→ Data under study:
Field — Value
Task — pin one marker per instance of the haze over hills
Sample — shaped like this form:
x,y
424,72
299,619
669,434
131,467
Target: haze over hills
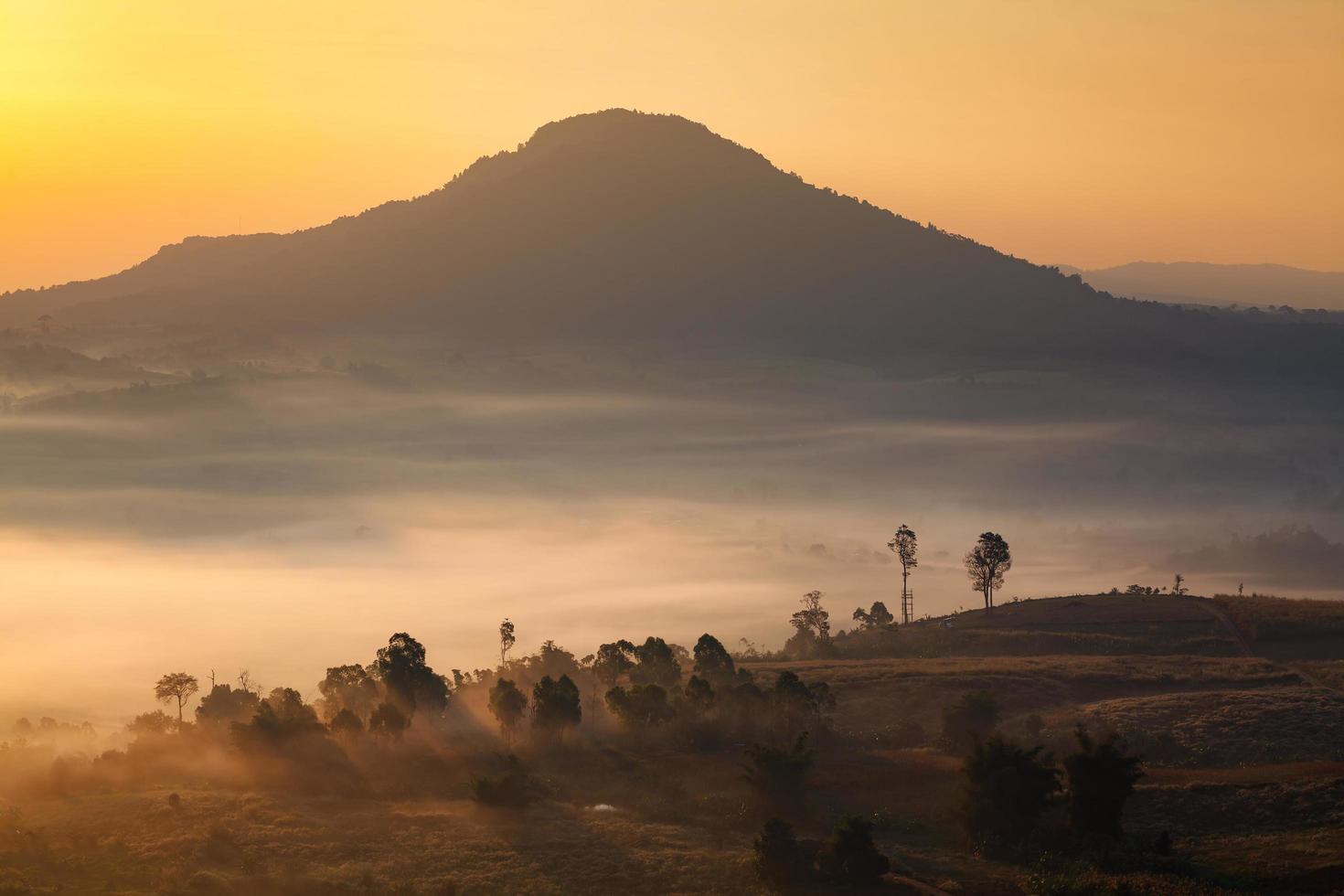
x,y
1206,283
618,228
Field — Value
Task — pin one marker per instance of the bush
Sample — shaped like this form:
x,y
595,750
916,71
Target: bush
x,y
780,861
971,719
852,856
509,786
1007,790
1101,778
780,775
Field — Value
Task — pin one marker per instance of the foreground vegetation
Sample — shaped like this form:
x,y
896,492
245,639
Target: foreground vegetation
x,y
646,767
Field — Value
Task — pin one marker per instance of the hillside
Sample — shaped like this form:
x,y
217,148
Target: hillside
x,y
618,228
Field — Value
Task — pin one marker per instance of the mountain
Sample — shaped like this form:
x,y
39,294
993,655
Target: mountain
x,y
626,229
1203,283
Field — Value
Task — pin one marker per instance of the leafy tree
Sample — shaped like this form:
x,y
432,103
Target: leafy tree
x,y
409,681
780,861
906,547
852,856
780,775
1007,790
347,688
146,723
507,706
389,721
346,724
508,786
640,707
699,695
612,661
987,564
875,618
507,640
812,618
555,706
974,718
1101,778
176,686
656,664
801,706
225,706
712,661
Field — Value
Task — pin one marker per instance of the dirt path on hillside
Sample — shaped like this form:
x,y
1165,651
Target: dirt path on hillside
x,y
1217,612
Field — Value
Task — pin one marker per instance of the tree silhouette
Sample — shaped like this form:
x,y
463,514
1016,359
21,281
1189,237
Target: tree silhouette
x,y
905,544
347,688
507,640
346,724
176,686
225,706
1007,790
555,706
852,856
656,664
812,617
971,719
409,681
712,661
987,564
507,706
389,721
1101,778
640,707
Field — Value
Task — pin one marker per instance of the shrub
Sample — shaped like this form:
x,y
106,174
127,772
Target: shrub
x,y
508,786
1007,790
974,718
778,860
852,856
1101,778
780,775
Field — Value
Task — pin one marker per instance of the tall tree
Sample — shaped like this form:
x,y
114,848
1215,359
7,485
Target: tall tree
x,y
555,706
712,661
906,547
812,617
507,640
656,664
176,686
987,564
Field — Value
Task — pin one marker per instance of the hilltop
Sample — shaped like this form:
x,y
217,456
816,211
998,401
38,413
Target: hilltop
x,y
617,229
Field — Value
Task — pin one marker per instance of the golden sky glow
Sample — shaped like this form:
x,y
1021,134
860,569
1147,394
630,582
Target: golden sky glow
x,y
1087,133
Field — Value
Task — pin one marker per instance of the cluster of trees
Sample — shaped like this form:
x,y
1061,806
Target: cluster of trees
x,y
1009,786
644,687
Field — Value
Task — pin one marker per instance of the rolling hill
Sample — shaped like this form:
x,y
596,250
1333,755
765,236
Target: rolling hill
x,y
618,229
1204,283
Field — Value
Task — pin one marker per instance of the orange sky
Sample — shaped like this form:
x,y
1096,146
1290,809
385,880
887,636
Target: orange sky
x,y
1087,133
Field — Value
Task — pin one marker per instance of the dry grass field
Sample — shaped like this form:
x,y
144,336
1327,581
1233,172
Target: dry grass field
x,y
1243,759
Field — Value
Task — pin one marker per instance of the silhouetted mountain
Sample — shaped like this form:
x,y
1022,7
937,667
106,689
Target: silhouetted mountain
x,y
618,228
1203,283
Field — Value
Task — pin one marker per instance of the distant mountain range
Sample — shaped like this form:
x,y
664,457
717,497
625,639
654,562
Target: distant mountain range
x,y
1203,283
626,229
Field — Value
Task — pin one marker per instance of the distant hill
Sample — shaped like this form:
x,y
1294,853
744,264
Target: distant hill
x,y
1201,283
625,229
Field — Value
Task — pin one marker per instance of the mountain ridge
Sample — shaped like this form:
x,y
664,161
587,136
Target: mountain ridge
x,y
620,228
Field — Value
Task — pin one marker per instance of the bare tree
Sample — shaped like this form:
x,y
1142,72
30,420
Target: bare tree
x,y
906,547
987,564
507,640
176,686
812,617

→ Activity: An exact copy of every entry, without pictures, should be your output.

→ Result of this exercise:
Field — Value
Task — pin one marker per instance of the haze over hills
Sample — shaped like this form:
x,y
424,72
299,619
669,434
131,467
Target: haze over hills
x,y
1206,283
618,228
Field — Value
Task — pin one marker per instance of the bush
Sample — shaped like this form:
x,y
595,750
916,71
Target: bush
x,y
780,861
971,719
852,856
509,786
1007,790
1101,778
780,775
Field — Value
Task — pin one marker per instance of the foreground vegetation
Sample — shaped like this form:
x,y
896,492
245,639
Target: foreground vegetation
x,y
646,767
Field — Value
Task — pin one marker per instance of the hillside
Sample — shaped like this form:
x,y
217,148
Target: hillside
x,y
618,228
Field — Value
Task — pin one marker per instance of the mountain
Sample — shaped like this form:
x,y
39,294
993,655
Target: mountain
x,y
626,229
1203,283
Field — Value
Task — pin one marker per instance of the leafy tree
Sample — shaped like this form:
x,y
432,103
Target: leafy tree
x,y
409,681
780,861
906,547
852,856
780,775
1007,790
347,688
146,723
507,706
389,721
346,724
508,786
640,707
699,695
612,661
987,564
875,618
507,640
812,618
555,706
974,718
1101,778
176,686
656,664
801,706
225,706
712,661
Field — Value
Task — pin one marker per instance of the dirt path on hillside
Sample — shaped like this form:
x,y
1165,651
Target: dirt path on hillside
x,y
1217,612
Field — Value
Task — pin one marker per instance of the tree silhouette
Sample — shaped like this form:
x,y
463,514
1016,359
21,281
1189,237
Target: tree silhouette
x,y
905,544
347,688
507,640
346,724
176,686
225,706
1007,790
555,706
852,856
656,664
812,617
971,719
409,681
712,661
987,564
507,706
389,721
1101,778
640,707
Field — Value
Task — pin one marker per instance of the shrub
Sample — shaped like this form:
x,y
106,174
127,772
Target: shrub
x,y
508,786
1007,790
974,718
778,860
852,856
1101,778
780,775
Field — Value
Task — pin one marker per instance of the tall tree
Sample — shaped like this form:
x,y
114,848
1215,359
7,485
Target: tall tree
x,y
555,706
712,661
906,547
812,617
507,640
656,664
176,686
987,564
Field — Value
Task — pin one marker per instance of the hilltop
Sample — shaped like this form:
x,y
217,456
816,211
998,401
38,413
Target: hilltop
x,y
617,229
Field — Value
Task — pin one marker per instance of the golden sky glow
Sample — shaped like this form:
x,y
1021,134
860,569
1147,394
630,582
Target: golden sky glow
x,y
1087,133
Field — Value
Task — pin one marker per instance of the cluster of trees
Sample — shaped like this form:
x,y
1061,806
Target: cluster of trees
x,y
1009,786
644,687
Field — Value
Task — pin one marker per instance of the rolling hill
Sample — shaped like this form:
x,y
596,250
1333,755
765,236
Target: rolling hill
x,y
618,229
1204,283
Field — Value
Task — pin one marker per instance of the orange sky
Sample — shaped like this form:
x,y
1096,146
1290,809
385,880
887,636
Target: orange sky
x,y
1087,133
Field — Value
Task — pin one marker per instance of the dry grass field
Sample — shaped like this form:
x,y
144,336
1327,581
1233,172
Target: dry grass field
x,y
1243,759
Field — Value
Task — pin one marker per instance of the silhouetted mountain
Sample — shaped like this form:
x,y
1022,7
937,667
106,689
Target: silhouetted mountain
x,y
618,228
1203,283
Field — Value
Task — pin one marker per instance of the distant mountain range
Sample — shaped like this form:
x,y
664,457
717,497
625,639
654,562
Target: distant mountain range
x,y
1203,283
626,229
Field — Value
Task — pin one marker per instance of the distant hill
Sample — shaped like this form:
x,y
1294,853
744,264
Target: distant hill
x,y
1201,283
625,229
Field — Value
Task — pin one marker per instance of the mountain ridge
Sample — shaped like this form:
x,y
664,161
587,136
Target: mountain ridge
x,y
620,228
Field — Value
Task — pin one marker per instance of the bare tree
Sample — shaped like this form:
x,y
1142,72
30,420
Target: bare tree
x,y
906,547
987,564
507,640
176,686
812,617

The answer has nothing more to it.